::: Texte de la page
Qu’est-ce que la liquidité bancaire ?
En tant qu’intermédiaires financiers, les banques collectent les dépôts du public, mettent à la disposition de leurs clients des moyens de paiement et octroient des crédits. Une caractéristique fondamentale du métier bancaire réside dans le non-adossement des actifs et des passifs. Qu’est-ce que cela signifie ?
Tout d’abord, rappelons qu’en gestion financière d’entreprise, il est préconisé de faire en sorte que chaque classe d’actifs, triés par maturité, soit financée par du passif d’au moins aussi long terme, et même si possible par du passif de plus long terme. Le directeur financier peut ainsi tabler sur la réalisation de chaque actif en même temps voire avant que le passif correspondant ne devienne exigible.
Or le banquier pratique quotidiennement exactement l’inverse : il finance des actifs de moyen-long terme, les créances, par du passif de très court terme puisqu’il est exigible immédiatement : les dépôts à vue de la clientèle. D’une façon plus générale, la banque génère un bénéfice en travaillant sur le différentiel de taux entre les éléments d’actif (créances, instruments financiers) et les éléments de passif (dépôts, emprunts). La courbe des taux étant en règle générale croissante avec le temps, la banque a structurellement tendance à financer ses actifs par du passif de plus court terme. On dit qu’elle fait de la transformation.
Ceci va avoir une conséquence importante sur la gestion de son bilan. Le trésorier de la banque se trouve en permanence devant une situation où son passif s’écoule à un rythme plus rapide que ses actifs. Il est donc en permanence à la recherche de financement. On parle de « refinancement » dans la mesure où chaque actif, au cours de sa vie, va potentiellement devoir être financé plusieurs fois.
Cette contrainte sur la liquidité bancaire peut très vite se transformer en crise de solvabilité pour la banque. En effet, si une banque se trouve de manière imprévue à devoir faire face à une demande de remboursements accrue (bank run par exemple), elle va devoir liquider dans l’urgence et donc dans de mauvaises conditions des actifs. Réciproquement, une croissance non planifiée de ses actifs peut également mettre la banque en difficulté lors du refinancement de ceux-ci, si par exemple les conditions de marché ont changé entre-temps.
::::::
::: Données fournies
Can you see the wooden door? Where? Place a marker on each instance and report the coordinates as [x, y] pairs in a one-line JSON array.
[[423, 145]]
::::::
_Consignes_
Poursuivez le texte sur la liquidité bancaire en reprenant juste après sa dernière phrase.

_Résultat attendu_
Car en effet la liquidité bancaire est étroitement liée à la liquidité du marché, qui désigne la possibilité de trouver facilement pour un actif financier donné une contrepartie à l’achat ou la vente, et ce de telle sorte que la transaction puisse se faire sans impact significatif sur le prix. La gestion de la liquidité bancaire nécessite donc à la fois une bonne maîtrise des caractéristiques des différents éléments de bilan et aussi une connaissance approfondie des instruments du marché des taux, en particulier de sa composante à court-moyen terme, le marché monétaire.
La gestion de la liquidité bancaire constitue un élément important de la gestion actif-passif (ALM, Asset & Liability Management). La liquidité constitue la composante de la gestion actif-passif qui s’intéresse aux flux financiers générés par l’activité bancaire et à leur adossement dans le bilan de la banque. L’autre composante, que nous laissons de côté dans cet article concerne les taux auxquels les éléments de passif et d’actif sont rémunérés et leur adossement.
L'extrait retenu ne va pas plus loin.